# GIVEN REQUEST
Please retype the material below line for line, without changing a character.

[begin RECORD EXTRACTS]

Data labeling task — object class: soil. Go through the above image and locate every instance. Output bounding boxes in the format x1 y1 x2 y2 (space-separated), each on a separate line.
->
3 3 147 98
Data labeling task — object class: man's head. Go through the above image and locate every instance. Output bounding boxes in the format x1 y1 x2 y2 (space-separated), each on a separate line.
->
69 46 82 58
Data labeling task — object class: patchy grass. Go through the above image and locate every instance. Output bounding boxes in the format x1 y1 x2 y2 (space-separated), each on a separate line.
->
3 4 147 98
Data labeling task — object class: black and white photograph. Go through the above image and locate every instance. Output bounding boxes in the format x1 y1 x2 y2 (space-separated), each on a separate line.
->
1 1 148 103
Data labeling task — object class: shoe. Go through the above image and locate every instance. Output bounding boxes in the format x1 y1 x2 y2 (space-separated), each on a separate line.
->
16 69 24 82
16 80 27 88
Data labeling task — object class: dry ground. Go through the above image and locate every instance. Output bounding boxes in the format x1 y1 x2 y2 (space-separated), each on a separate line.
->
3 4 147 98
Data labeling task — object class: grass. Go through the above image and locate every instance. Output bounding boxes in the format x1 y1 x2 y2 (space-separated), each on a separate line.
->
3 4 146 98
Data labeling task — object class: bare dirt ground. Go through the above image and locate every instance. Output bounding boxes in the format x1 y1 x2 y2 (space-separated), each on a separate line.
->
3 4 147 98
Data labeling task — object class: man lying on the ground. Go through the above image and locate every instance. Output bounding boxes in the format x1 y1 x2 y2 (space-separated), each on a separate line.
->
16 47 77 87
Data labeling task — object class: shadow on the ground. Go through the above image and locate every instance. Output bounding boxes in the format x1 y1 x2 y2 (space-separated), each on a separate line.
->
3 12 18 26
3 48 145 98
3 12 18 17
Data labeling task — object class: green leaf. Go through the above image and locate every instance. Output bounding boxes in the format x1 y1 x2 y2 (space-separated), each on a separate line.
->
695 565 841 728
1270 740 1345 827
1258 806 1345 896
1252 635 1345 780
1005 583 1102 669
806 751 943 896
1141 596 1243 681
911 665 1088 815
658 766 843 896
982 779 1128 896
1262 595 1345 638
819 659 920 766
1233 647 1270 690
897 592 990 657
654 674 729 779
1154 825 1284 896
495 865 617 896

[end RECORD EXTRACTS]

# TASK ANSWER
Data labeling task — object class: soil. Go through the above image and locate every instance. Output bounding boxes in the format x1 y1 x2 y2 (space-separated), each on a separate line.
->
3 3 147 98
Data labeling task — object class: man's head. Go through the above image and locate every instance. Output bounding boxes in the format x1 y1 x2 y2 (space-separated), each on a separate line.
->
69 46 82 58
Data labeling task — object class: patchy grass. Go through the above image and locate every instance. Output bounding boxes in the format x1 y1 x2 y2 (space-separated), each on a separate line.
->
3 4 147 98
Data labeling task — object class: black and white photograph. Go through the above image and locate every instance. Output bounding boxes in the format x1 y1 x2 y2 (space-separated), each on a separate line.
->
1 1 148 103
Data labeling task — object class: shoe. Go through the above image and locate every instance. Output bounding boxes in the format x1 y1 x2 y2 (space-separated), each on a separate line.
->
16 69 24 82
16 80 27 88
Data labeling task — object class: dry ground. Go through the above image and locate every instance. Output bounding boxes in the format x1 y1 x2 y2 (space-separated), each on a separate line.
->
3 4 147 98
Data labeling task — object class: grass. Go through the above image and locate every instance. Output bounding boxes in the format x1 y1 x2 y2 (space-separated), each on a separate line.
->
3 4 146 98
Data labeling task — object class: bare dirt ground. Go through the above image and locate every instance. Output bounding boxes in the format x1 y1 x2 y2 (space-separated), each on a separate line.
->
3 4 147 98
Data labeling task — object class: man lying on the ground. Go through the above image and locate every instance. Output bounding boxes in the format x1 y1 x2 y2 (space-separated), each on a separate line.
->
16 47 77 87
Data labeling task — object class: shadow on the ground. Go through the above image and locate every instance. Output bounding boxes in the format x1 y1 x2 y2 (space-separated), each on a separate line.
->
3 12 18 26
3 48 145 98
3 12 18 17
Data labeling task — object class: green leaf. Go through the above image and locate every instance. Output bounding boxes in the format x1 y1 x2 y2 (space-separated), each on a separate line.
->
695 565 841 728
1270 740 1345 827
1258 806 1345 896
1252 635 1345 780
1005 583 1102 669
806 751 943 896
1141 596 1243 681
911 665 1088 815
658 766 843 896
982 779 1128 896
1262 595 1345 638
819 659 920 766
1233 647 1270 690
897 592 990 657
654 674 729 779
1154 825 1284 896
495 865 617 896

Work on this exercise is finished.